Aufgabe → Schreiben Sie aus dem Textauszug über Kryptowährungen die Passage von "Blicken wir einmal" bis "250 Milliarden Euro." wortgetreu ab.

Textauszug →
Blicken wir einmal auf das Jahr 2017 zurück. Kryptowährungen haben sich rasch wie ein Phönix aus der Asche auf der globalen öffentlichen Agenda etabliert. Angefangen als Geheimtipp unter Tech-Nerds, hat sich die Krypto-Szene im Verlauf des letzten Jahres zu einem Phänomen entwickelt, das jedermann die Chance auf schnellen Reichtum versprochen hat. Medien sprachen vom "Digitalen Goldrausch", der die ganze Welt erfasst hat. Es entwickelte sich eine Spirale, in der auf der einen Seite immer neue Coins und Token entwickelt wurden und auf der anderen Seite Anleger immer weiter in diese Währungen investierten. Fürs Protokoll: Der gesamte Krypto-Markt besteht aktuell aus mehr als 1.500 handelbaren Krypto-Währungen und in Summe lagen die Kryptowährungen global bei einer Marktkapitalisierung von über 250 Milliarden Euro.

Datensätze aus einer Sammlung →
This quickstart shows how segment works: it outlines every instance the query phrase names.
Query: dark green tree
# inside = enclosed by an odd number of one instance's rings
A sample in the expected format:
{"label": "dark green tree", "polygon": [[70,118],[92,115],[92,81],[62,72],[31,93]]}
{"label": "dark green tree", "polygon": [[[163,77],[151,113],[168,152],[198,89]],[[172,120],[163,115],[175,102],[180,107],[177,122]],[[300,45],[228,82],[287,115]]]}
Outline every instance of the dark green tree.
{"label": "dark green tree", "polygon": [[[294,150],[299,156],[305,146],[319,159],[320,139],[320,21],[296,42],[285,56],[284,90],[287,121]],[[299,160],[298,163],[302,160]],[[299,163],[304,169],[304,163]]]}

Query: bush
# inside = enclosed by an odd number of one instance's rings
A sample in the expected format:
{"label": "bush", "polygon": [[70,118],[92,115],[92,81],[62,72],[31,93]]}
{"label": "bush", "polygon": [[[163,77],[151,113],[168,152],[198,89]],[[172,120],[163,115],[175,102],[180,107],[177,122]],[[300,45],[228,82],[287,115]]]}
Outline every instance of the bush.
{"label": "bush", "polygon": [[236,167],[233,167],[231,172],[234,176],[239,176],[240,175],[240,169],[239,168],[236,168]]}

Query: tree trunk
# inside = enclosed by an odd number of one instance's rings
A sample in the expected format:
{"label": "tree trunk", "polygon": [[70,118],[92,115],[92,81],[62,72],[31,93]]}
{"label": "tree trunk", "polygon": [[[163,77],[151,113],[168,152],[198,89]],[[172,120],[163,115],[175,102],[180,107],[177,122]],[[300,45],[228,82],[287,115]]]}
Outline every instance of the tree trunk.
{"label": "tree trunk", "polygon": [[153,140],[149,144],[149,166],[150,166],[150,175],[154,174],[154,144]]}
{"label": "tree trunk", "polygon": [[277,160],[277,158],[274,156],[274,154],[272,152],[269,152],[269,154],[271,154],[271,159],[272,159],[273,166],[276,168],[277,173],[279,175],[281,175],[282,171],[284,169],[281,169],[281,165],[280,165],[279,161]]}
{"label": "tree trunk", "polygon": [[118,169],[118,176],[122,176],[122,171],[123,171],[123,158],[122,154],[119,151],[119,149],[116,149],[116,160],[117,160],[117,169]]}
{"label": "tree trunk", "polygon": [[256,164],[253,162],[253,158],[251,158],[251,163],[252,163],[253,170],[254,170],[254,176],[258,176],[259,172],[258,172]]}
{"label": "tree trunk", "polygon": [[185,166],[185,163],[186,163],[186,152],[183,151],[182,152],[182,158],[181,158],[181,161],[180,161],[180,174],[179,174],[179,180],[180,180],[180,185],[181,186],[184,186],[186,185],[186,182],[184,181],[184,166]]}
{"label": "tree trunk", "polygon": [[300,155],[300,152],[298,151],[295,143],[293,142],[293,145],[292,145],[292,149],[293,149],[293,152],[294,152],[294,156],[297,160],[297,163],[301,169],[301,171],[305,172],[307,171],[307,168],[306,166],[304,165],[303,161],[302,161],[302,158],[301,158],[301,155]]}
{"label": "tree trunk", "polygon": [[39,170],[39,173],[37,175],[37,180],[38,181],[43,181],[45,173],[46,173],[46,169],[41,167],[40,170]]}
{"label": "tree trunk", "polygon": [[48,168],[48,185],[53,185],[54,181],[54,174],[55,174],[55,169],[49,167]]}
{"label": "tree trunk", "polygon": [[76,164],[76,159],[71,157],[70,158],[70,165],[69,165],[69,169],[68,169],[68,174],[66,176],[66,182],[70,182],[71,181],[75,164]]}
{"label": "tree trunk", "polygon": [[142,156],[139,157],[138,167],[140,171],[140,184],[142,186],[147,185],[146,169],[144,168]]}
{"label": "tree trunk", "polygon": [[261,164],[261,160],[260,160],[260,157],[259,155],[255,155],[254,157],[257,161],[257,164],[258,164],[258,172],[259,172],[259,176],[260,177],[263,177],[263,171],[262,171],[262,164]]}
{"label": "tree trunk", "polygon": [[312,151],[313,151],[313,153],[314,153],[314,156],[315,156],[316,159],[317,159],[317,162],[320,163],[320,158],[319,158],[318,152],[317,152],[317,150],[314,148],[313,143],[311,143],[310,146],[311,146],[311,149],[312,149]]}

Lösung →
Blicken wir einmal auf das Jahr 2017 zurück. Kryptowährungen haben sich rasch wie ein Phönix aus der Asche auf der globalen öffentlichen Agenda etabliert. Angefangen als Geheimtipp unter Tech-Nerds, hat sich die Krypto-Szene im Verlauf des letzten Jahres zu einem Phänomen entwickelt, das jedermann die Chance auf schnellen Reichtum versprochen hat. Medien sprachen vom "Digitalen Goldrausch", der die ganze Welt erfasst hat. Es entwickelte sich eine Spirale, in der auf der einen Seite immer neue Coins und Token entwickelt wurden und auf der anderen Seite Anleger immer weiter in diese Währungen investierten. Fürs Protokoll: Der gesamte Krypto-Markt besteht aktuell aus mehr als 1.500 handelbaren Krypto-Währungen und in Summe lagen die Kryptowährungen global bei einer Marktkapitalisierung von über 250 Milliarden Euro.